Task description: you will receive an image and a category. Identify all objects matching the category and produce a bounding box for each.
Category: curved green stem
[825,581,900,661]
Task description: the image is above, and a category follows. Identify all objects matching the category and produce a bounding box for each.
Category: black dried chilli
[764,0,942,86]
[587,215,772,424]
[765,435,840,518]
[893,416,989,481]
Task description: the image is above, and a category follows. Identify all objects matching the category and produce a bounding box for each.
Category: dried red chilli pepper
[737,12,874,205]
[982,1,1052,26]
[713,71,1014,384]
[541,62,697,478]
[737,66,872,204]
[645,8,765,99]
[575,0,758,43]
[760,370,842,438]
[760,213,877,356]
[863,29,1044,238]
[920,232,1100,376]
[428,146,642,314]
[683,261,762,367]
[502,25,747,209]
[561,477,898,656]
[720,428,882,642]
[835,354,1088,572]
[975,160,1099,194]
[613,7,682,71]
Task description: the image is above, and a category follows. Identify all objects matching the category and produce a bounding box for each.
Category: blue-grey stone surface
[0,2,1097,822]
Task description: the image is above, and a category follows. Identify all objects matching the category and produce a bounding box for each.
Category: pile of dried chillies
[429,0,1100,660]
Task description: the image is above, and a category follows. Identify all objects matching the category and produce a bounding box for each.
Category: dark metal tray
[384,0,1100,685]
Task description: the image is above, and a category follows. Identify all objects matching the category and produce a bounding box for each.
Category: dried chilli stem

*****

» DESCRIPTION OF THE TASK
The records must be given again in full, exactly as shown.

» RESPONSE TO THIS EXERCISE
Task description: you will receive an image and a category. Identify all objects matching the category and produce a bounding box for each.
Category: curved green stem
[825,581,900,661]
Task description: the image is above, and a category follows. Identify all objects matching the category and produce a bounding box for each.
Category: black dried chilli
[764,0,942,86]
[587,215,772,424]
[765,435,840,518]
[893,416,989,481]
Task description: the image is above, and a category follows. Identify all objects matching the category and produce a bounding box for each.
Category: dried red chilli pepper
[737,12,874,205]
[982,1,1052,26]
[713,71,1014,384]
[541,62,697,478]
[737,66,872,204]
[645,8,765,99]
[575,0,758,43]
[760,370,842,438]
[760,213,877,356]
[863,29,1044,238]
[920,232,1100,376]
[428,146,642,314]
[683,261,762,367]
[502,25,747,209]
[561,477,898,656]
[720,428,882,642]
[835,354,1088,572]
[975,160,1099,194]
[613,7,682,71]
Task description: the image is above, and a category follows. Identify all objects matching the category and produce a bounding box for each.
Category: blue-grey stone surface
[0,2,1097,822]
Task description: the image is above, and a category follows. Identify all objects matching the category and produce a bounding box for each.
Category: pile of dried chillies
[429,0,1100,660]
Task description: the image is above, and a category follows. Identify all objects matching the category and produce a bounding box for each.
Category: dark metal tray
[384,0,1100,685]
Task description: the image is above, and a category follows. Identify all objects matching the category and produce a bounding box for each.
Category: dried chilli stem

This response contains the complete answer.